_REQUESTS_
1 - Answer these questions about the article on reforming ballot measures, marking your answers (a), (b) and (c):
(a) Which senator wrote SB 168?
(b) According to the article, how much can each signature on a petition be worth?
(c) What did it cost last year to qualify Proposition 25?
2 - Carry on writing the article on reforming ballot measures, starting right after its final sentence.

--- START READING TEXT ---

Governor Brown Should Sign Law to Reform Ballot Measures

PhotobucketJustine knows her stuff on initiatives, and SB 168, which would ban per-signature payments, is a very important reform. – Brian

By Justine Sarver

Executive Director, Ballot Initiative Strategy Center

With the stroke of a pen, Governor Brown can start fixing California’s broken ballot-measure system this week.

A bill that would ban paying per-signature “bounty” payments to petition signature-gatherers – Sen. Ellen Corbett’s SB 168, which my organization is sponsoring – is on the Governor’s desk now. The bill is good for California and I urge the governor to sign it.

Governor Brown should sign SB 168 because bounty payments are a proven incentive for fraud. When each signature on a petition is worth anywhere from $1 to $5 dollars, too many signature gatherers are tempted to fake signatures or deceive voters about what they’re signing. Some will even bribe homeless people on Skid Row with Snickers bars to get a few extra signatures.  Because most initiatives qualify for the ballot based on a random sampling of signature validity rather than a full check of each one, there’s no way to know how many faked or coerced signatures help qualify measures for the ballot.

The bill will also help give all groups equal access to the ballot. Right now, California has direct democracy for the highest bidders, rather than what Gov. Hiram Johnson intended – direct democracy that gives the people a powerful check on corporations and the government.  Texas oil companies and PG&E can afford to pay massive bounties to qualify measures for the ballot, while it is far rarer for truly populist efforts to be able to do the same.

There are other, less obvious reasons the governor, a known reformer and former Secretary of State, should sign this bill:

  • It’s good for workers. Right now, signature gatherers are classified as independent contractors, rather than employees. Under SB 168, they would work as employees of petition-management firms, paid a living wage.  If they fell ill, they could get sick days. If they were hurt on the job, they would be covered by workers’ compensation insurance. Since the initiative industry is year-round in California, this just makes sense.
  • It can only help the state budget. Petition-management firms don’t pay taxes on independent contractors. And many signature gatherers travel from state to state, initiative campaign to initiative campaign. It’s anyone’s guess how many of them follow the law and pay income taxes to the state of California before moving on to the next gig. If signature gatherers become salaried employees, they will no longer contributing to the tax gap.
  • It doesn’t have to be more expensive. In search of facts about what it would cost to qualify an initiative under SB 168, my organization had a non-bounty signature-gathering firm develop budgets for qualifying a measure in 2010.  While paying its employees an average of $10.50 an hour, the firm said it would cost about $1.2 million to qualify a ballot measure changing state statures. Qualifying a measure that would change the state constitution (which requires significantly more signatures) would cost up to $2.2 million.  By comparison, it cost $2.6 million last year to qualify Proposition 25, which changed the state constitution. Of course, any grassroots organization, whether it be a taxpayers association or an environmental group, could drive down qualification costs significantly by using volunteers to collect signatures as well.

--- END READING TEXT ---
--- START EXTRACTED DATA ---

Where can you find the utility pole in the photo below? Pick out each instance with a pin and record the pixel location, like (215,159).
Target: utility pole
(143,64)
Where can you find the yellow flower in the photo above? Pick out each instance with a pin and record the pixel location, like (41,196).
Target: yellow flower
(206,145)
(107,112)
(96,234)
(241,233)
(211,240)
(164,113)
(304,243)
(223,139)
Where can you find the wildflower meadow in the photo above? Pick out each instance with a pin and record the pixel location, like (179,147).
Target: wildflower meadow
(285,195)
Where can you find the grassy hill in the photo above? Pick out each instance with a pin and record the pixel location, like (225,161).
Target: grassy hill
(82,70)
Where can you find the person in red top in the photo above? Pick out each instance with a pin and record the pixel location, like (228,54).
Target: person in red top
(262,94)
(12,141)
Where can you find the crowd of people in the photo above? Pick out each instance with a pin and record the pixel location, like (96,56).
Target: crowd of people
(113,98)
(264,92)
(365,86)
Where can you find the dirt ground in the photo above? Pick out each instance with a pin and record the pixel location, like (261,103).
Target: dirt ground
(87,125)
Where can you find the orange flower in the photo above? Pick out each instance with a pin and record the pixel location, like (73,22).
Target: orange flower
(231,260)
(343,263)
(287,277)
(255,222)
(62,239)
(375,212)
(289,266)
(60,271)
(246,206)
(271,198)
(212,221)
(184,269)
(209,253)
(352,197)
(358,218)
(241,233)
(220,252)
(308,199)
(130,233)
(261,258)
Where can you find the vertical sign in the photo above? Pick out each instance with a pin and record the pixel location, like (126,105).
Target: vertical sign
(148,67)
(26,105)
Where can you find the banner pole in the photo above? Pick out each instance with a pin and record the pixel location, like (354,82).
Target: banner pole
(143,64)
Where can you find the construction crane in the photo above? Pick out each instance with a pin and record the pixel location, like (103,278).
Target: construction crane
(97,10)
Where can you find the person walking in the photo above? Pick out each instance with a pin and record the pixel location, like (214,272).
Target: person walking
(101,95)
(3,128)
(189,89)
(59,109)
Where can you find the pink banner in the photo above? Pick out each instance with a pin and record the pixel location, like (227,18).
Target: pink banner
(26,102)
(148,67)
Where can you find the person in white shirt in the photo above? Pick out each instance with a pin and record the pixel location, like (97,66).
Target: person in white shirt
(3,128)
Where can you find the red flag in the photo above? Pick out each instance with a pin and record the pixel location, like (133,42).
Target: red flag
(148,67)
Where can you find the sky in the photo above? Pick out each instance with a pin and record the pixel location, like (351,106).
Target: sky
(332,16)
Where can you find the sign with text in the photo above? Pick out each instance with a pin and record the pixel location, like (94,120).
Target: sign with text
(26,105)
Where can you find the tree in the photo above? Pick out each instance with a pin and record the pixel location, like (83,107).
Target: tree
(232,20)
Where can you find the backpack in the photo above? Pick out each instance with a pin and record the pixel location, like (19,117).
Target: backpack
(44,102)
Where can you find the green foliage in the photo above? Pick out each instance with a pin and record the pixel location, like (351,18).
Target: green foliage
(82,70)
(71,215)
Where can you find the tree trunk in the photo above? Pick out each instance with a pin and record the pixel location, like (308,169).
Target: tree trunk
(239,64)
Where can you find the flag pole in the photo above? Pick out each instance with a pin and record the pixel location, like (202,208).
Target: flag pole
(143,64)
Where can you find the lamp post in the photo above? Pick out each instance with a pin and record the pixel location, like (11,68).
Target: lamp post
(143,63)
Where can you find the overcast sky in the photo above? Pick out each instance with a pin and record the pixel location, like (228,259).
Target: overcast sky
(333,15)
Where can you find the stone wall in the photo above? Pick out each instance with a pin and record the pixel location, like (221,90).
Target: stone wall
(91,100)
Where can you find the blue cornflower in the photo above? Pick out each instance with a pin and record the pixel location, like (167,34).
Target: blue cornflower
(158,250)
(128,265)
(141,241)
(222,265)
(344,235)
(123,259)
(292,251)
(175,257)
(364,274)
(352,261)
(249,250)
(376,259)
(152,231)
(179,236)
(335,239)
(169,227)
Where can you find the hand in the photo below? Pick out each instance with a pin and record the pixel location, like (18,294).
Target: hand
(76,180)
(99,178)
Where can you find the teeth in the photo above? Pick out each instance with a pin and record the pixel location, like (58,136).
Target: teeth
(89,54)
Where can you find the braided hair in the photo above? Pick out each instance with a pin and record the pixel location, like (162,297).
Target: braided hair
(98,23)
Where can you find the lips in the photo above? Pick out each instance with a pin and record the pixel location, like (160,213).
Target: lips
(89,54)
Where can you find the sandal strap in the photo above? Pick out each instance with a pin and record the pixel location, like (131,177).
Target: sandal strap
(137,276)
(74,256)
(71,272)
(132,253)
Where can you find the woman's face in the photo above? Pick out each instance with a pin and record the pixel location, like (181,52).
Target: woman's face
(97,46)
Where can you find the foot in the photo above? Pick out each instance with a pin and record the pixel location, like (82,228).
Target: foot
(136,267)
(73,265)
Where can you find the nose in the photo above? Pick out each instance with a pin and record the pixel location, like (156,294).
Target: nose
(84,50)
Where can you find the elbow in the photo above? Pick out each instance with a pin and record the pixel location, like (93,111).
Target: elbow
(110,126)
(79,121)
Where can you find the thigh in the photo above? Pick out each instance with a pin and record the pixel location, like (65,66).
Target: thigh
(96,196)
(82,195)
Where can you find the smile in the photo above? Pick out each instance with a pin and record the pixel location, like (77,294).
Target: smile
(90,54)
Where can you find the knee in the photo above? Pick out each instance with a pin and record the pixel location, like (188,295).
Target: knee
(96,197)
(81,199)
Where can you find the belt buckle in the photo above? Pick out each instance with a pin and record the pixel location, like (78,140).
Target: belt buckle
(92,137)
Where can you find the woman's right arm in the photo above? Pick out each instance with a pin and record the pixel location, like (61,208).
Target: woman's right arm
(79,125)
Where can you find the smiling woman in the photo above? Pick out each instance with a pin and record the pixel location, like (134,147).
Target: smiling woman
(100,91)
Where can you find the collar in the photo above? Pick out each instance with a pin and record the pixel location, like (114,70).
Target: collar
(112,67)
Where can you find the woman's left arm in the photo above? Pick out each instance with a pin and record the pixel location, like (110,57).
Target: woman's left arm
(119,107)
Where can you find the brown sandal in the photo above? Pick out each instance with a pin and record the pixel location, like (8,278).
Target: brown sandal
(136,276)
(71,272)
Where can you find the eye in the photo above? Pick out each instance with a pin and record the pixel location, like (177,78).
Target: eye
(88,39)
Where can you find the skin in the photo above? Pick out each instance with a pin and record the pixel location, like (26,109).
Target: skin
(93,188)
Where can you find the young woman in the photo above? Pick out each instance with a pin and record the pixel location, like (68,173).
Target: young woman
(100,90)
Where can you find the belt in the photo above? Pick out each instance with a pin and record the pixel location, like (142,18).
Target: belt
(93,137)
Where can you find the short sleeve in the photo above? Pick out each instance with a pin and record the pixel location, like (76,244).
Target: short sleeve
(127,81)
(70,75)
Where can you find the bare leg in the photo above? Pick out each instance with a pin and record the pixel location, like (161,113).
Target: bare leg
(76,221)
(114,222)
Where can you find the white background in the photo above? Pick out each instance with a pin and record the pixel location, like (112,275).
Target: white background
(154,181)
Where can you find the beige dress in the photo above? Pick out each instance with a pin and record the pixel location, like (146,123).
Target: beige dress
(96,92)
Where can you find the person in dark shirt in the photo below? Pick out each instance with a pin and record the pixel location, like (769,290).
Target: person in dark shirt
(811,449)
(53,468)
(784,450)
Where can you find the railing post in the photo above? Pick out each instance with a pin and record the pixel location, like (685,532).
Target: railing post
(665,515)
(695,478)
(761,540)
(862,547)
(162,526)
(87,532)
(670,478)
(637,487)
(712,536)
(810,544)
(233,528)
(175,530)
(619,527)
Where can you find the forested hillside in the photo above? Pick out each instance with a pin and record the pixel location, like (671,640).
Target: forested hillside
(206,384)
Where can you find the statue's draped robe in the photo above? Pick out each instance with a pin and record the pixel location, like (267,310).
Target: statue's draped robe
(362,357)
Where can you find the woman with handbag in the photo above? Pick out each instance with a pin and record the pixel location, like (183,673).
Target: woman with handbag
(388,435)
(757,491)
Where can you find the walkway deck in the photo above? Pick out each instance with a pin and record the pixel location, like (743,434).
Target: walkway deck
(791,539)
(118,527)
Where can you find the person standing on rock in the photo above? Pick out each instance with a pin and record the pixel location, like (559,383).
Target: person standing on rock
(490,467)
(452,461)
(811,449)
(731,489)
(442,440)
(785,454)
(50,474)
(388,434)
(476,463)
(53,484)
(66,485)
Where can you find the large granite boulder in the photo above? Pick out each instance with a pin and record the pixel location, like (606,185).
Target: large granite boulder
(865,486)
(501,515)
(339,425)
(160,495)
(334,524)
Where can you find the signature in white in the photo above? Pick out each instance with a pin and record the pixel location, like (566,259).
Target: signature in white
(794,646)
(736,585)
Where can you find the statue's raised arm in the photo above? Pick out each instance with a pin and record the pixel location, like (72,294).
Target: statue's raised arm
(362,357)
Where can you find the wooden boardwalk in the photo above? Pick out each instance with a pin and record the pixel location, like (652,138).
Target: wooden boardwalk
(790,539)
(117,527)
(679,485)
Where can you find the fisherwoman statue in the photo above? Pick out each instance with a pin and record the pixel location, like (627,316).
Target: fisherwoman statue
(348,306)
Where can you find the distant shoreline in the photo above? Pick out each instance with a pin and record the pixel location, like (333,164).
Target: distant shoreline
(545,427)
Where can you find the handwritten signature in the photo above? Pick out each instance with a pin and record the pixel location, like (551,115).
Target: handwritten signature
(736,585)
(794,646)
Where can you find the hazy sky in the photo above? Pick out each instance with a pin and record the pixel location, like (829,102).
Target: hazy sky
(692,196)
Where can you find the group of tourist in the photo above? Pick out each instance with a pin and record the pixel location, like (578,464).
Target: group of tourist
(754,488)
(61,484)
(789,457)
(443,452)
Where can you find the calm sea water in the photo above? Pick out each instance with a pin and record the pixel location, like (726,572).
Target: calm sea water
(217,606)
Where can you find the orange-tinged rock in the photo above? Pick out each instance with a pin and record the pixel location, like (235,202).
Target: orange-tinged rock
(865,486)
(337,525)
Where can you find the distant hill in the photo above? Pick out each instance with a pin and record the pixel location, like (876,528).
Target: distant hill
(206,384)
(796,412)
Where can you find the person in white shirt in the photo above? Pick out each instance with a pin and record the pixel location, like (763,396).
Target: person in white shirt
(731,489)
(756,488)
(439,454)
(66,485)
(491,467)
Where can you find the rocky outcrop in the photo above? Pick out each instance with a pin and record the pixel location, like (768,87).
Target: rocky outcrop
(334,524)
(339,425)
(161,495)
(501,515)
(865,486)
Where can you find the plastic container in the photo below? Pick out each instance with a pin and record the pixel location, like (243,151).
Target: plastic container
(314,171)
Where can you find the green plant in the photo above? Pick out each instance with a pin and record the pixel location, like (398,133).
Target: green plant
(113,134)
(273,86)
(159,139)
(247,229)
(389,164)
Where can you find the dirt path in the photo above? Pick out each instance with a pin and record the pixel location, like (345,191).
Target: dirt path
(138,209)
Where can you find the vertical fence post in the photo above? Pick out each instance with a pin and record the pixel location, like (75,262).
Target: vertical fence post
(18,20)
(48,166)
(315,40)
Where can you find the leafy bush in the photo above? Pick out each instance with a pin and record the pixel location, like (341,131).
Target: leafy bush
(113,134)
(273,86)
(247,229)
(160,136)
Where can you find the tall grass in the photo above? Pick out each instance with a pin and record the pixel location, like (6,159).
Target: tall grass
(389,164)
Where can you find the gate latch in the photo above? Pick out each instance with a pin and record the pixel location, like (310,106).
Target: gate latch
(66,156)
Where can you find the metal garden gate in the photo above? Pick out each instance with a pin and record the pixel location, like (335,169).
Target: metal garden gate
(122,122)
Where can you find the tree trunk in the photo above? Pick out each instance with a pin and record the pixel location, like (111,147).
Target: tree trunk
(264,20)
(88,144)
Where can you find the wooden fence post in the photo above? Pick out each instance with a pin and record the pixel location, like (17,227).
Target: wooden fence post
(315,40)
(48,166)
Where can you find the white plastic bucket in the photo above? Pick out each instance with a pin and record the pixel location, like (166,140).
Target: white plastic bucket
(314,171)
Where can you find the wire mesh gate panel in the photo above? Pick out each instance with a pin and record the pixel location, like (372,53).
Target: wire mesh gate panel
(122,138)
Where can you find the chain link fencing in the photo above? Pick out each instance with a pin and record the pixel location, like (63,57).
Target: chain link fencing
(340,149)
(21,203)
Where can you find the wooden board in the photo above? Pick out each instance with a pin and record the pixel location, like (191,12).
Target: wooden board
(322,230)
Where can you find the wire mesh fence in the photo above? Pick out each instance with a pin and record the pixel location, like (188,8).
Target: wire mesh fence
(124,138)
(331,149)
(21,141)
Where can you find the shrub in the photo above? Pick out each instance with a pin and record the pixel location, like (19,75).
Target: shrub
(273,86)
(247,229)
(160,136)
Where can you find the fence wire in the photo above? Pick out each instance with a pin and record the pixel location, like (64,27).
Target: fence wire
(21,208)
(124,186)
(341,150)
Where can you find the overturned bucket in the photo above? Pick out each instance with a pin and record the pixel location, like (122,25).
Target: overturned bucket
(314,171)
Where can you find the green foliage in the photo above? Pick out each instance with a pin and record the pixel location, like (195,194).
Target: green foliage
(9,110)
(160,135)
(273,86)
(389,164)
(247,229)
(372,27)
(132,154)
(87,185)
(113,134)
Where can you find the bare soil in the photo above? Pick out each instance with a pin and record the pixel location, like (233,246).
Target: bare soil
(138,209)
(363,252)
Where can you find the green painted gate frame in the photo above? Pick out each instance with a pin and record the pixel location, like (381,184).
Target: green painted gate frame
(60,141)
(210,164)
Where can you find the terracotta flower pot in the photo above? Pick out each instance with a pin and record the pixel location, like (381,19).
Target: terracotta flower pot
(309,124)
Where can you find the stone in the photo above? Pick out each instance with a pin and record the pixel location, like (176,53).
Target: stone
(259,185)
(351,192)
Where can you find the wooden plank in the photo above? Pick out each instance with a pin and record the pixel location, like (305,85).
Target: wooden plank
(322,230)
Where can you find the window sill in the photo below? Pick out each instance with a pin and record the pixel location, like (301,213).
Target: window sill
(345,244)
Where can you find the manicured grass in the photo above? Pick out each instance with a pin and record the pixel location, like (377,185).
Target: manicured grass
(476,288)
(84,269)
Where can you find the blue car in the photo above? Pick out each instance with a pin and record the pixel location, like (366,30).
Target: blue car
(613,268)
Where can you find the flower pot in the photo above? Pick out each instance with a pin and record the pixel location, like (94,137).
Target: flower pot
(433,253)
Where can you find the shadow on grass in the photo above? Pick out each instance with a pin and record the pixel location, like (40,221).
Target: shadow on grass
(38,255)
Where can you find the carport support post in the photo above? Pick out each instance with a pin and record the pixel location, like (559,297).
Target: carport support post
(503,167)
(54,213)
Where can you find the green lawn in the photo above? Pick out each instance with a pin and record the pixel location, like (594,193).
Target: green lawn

--- END EXTRACTED DATA ---

_FINAL RESULTS_
1 -
(a) Sen. Ellen Corbett
(b) Anywhere from $1 to $5
(c) $2.6 million

2 -
  • SB 168 is good for direct democracy. It is good for Californians. And it deserves Governor Brown’s signature.



    The Ballot Initiative Strategy Center is the progressive community’s only organization focused solely on ballot measures. In conjunction with national and state partners, BISC works to reform ballot-measure laws and support ballot measures that advance social and economic justice.

    13 thoughts on “Governor Brown Should Sign Law to Reform Ballot Measures”

    1. Whatever you think about the ballot initiative system, changing how circulators are paid does not change anything.

      Fraud is a non-factor in petitioning – good companies only pay circulators after validating their signatures. You’re paid for the good ones only. No incentive for fraud. The suggestion that measures make the ballot on the strength of fraud is ridiculous – “we don’t know” how many because it’s zero.

      Requiring payment by the hour rather than rewarding circulators who produce well according to their work simply raises the cost for petition sponsors (putting aside the one estimate in this post) and actually increases job insecurity for petition workers. If you can’t pay for production then people get fired if they don’t seem to be “productive enough” to justify the hourly rate. Pay by signature allows people to be paid for whatever work they produce, therefore more people can be hired and earn something.

      Suffice it to say that the actual purposes behind bills like this can’t be to really reform initiatives, make them more “grassroots” in nature or to protect petition workers. This is a solution in search of a problem, check it.

    2. Is there time to send a blast to get people to sign a letter to Brown? Fix California (fixca.org) would be happy to do that ASAP.

    3. that seems to be the root of the problem. if it were all volunteer, an issue would have to be really burning popular in the electorate to get on the ballot. as it should be.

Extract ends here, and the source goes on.